__PROBLEM__
Locate each line in the records below that contains the word "approximate", and copy every such line in full.

(Beginning of EXERCISE MATERIALS)

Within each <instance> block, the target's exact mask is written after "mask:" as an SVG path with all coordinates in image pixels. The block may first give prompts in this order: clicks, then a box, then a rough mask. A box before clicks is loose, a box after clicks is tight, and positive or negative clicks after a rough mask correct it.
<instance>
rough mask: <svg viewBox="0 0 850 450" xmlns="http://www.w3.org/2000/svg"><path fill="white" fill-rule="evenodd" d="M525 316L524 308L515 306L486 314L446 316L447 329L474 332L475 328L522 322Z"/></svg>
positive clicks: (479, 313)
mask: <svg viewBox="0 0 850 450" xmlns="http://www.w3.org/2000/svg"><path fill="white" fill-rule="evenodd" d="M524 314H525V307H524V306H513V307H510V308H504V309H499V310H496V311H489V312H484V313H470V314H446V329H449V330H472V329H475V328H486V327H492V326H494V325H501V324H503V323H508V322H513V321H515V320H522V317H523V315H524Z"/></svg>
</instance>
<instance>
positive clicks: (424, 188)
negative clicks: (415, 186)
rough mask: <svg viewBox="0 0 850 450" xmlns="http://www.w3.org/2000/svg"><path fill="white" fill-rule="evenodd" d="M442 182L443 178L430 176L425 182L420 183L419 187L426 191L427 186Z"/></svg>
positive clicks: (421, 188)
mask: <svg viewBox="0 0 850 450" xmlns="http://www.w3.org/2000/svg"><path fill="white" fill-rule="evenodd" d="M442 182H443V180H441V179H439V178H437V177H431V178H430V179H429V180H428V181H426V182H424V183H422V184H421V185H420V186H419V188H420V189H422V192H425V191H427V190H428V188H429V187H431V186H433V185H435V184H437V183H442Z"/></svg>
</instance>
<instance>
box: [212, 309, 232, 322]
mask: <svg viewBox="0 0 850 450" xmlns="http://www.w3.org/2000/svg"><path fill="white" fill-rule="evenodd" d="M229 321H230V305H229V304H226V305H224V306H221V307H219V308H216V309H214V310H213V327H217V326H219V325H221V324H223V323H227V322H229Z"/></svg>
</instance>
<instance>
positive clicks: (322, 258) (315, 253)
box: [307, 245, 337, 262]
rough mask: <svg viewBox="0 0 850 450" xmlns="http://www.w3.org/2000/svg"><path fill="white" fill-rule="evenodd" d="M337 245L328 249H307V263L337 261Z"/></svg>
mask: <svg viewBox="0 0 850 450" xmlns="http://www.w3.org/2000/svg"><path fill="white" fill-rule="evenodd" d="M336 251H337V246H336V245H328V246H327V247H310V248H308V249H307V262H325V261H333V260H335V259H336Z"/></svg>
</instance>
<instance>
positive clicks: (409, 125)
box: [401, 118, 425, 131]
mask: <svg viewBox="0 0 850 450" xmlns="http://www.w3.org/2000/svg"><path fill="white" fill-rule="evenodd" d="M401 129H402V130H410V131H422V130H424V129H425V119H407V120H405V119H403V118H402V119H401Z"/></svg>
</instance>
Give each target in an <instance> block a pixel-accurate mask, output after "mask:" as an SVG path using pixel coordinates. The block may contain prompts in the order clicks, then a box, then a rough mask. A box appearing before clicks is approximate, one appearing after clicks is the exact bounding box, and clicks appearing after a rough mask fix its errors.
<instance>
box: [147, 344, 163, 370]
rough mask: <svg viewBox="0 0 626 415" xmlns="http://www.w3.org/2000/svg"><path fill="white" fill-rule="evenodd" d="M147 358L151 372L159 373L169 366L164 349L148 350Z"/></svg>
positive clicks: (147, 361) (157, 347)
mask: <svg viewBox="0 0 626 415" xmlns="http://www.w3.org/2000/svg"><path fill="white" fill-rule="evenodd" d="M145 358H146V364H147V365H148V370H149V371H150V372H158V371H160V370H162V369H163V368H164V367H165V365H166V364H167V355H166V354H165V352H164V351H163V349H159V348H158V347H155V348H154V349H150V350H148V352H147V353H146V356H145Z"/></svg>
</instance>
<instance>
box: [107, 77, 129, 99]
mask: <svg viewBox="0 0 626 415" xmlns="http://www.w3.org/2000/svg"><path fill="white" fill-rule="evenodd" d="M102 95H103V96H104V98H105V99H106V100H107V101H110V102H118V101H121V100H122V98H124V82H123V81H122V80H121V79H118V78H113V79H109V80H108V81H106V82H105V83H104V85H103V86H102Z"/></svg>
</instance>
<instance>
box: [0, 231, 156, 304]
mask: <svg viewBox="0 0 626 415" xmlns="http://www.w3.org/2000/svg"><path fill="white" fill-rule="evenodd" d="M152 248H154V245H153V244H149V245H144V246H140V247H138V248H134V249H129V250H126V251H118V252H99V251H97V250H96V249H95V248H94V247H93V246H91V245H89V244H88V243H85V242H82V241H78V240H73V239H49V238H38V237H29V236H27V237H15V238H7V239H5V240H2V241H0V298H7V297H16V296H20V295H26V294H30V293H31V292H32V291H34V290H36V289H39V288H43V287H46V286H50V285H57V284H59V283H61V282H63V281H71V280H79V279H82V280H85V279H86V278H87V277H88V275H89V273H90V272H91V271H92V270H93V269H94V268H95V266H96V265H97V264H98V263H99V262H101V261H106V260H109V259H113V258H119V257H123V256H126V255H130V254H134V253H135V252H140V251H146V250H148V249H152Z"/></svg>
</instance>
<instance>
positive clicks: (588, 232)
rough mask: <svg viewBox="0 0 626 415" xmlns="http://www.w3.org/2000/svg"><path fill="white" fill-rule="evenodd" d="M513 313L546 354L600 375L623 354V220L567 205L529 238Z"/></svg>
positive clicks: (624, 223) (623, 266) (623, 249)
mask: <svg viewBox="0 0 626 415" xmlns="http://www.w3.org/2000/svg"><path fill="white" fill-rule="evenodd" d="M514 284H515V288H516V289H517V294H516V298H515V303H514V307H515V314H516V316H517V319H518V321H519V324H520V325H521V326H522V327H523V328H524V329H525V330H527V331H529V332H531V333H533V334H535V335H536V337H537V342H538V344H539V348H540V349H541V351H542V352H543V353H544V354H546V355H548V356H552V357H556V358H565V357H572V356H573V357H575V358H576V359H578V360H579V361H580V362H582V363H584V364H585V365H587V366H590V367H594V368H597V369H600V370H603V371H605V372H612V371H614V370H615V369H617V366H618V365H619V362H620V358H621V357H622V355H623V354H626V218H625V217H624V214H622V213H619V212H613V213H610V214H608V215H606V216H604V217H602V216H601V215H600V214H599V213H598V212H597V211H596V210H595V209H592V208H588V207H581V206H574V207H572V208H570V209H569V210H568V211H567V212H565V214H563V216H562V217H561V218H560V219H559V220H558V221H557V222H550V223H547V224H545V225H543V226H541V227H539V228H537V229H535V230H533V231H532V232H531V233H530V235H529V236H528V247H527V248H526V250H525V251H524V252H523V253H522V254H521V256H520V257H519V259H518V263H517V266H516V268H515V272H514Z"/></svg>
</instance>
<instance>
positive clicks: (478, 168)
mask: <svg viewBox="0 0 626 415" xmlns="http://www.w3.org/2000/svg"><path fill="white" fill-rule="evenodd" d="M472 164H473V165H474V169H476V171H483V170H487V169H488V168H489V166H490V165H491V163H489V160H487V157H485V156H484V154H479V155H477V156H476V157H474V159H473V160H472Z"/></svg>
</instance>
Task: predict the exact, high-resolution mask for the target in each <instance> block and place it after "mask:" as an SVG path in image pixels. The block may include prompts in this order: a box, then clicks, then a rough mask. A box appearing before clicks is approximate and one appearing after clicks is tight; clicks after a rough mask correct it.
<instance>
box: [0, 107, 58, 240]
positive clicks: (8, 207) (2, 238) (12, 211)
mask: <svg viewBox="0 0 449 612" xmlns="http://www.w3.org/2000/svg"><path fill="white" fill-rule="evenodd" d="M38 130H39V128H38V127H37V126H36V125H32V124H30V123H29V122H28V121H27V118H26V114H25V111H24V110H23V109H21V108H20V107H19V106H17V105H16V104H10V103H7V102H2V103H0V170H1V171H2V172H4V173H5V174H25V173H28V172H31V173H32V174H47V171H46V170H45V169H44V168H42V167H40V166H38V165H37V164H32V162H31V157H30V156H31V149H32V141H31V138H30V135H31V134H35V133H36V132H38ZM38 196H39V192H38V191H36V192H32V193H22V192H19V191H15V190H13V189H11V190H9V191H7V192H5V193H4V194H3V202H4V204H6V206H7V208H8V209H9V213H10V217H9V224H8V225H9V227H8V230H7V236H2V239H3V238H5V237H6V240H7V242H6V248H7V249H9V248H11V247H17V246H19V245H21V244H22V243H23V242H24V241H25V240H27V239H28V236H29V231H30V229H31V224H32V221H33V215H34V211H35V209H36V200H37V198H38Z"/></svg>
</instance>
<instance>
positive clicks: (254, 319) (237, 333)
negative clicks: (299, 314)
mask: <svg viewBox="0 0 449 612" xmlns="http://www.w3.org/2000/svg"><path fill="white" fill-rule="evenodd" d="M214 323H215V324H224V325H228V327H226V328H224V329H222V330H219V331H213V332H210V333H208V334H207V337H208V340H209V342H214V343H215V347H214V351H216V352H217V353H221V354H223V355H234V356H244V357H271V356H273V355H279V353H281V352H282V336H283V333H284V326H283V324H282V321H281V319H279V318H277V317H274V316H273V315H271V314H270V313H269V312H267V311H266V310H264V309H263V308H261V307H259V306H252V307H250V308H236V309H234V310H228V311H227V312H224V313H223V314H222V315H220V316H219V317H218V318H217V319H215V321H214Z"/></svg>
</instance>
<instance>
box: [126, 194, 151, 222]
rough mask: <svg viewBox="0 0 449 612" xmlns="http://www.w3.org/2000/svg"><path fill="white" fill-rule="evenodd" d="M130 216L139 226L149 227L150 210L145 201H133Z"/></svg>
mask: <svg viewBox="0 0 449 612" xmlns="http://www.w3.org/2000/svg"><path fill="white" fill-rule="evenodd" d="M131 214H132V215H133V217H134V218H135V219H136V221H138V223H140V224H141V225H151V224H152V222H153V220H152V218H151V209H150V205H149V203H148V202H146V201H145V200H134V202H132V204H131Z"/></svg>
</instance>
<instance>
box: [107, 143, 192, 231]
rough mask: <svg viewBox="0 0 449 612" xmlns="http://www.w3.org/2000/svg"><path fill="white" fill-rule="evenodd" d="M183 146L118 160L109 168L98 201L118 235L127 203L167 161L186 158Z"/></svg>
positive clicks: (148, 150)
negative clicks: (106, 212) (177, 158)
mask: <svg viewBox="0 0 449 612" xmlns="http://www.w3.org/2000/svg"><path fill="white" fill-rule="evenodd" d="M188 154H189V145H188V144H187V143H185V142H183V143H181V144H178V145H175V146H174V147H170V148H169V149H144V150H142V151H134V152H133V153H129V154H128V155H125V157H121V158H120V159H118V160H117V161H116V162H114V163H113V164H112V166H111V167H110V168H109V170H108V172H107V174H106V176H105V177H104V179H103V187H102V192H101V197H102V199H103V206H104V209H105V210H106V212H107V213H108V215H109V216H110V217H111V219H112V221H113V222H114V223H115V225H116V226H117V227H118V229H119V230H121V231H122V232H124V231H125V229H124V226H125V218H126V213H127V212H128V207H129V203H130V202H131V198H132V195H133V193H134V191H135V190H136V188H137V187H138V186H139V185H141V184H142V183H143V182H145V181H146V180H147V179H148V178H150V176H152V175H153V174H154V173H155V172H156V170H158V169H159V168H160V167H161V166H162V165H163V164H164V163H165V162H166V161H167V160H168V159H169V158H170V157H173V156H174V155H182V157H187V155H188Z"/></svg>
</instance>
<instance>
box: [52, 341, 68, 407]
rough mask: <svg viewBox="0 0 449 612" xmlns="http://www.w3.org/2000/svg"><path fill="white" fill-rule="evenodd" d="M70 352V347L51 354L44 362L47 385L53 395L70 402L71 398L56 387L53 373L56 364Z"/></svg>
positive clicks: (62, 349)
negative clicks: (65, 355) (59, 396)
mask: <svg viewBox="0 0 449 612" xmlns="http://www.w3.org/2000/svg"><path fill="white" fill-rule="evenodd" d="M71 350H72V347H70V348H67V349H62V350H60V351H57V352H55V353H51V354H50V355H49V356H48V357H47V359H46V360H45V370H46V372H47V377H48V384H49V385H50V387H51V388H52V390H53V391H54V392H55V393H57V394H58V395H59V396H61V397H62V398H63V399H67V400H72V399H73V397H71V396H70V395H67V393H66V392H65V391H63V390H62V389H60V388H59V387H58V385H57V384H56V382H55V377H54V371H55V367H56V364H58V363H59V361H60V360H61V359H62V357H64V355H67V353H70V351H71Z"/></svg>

(End of EXERCISE MATERIALS)

__SOLUTION TO THE EXERCISE__
Give each target in an <instance> block a pixel-accurate mask, output after "mask:" as an SVG path using pixel coordinates. The block may contain prompts in the order clicks, then a box, then a rough mask. A box appearing before clicks is approximate, one appearing after clicks is the exact bounding box, and clicks appearing after a rough mask fix its errors.
Task: predict the exact, high-resolution mask for the target in each <instance> block and place it after "mask:" as an SVG path in image pixels. The block may include prompts in this order: a box, then clicks, then a rough mask. A box appearing before clicks is approximate and one appearing after clicks is tight; clicks after a rough mask correct it.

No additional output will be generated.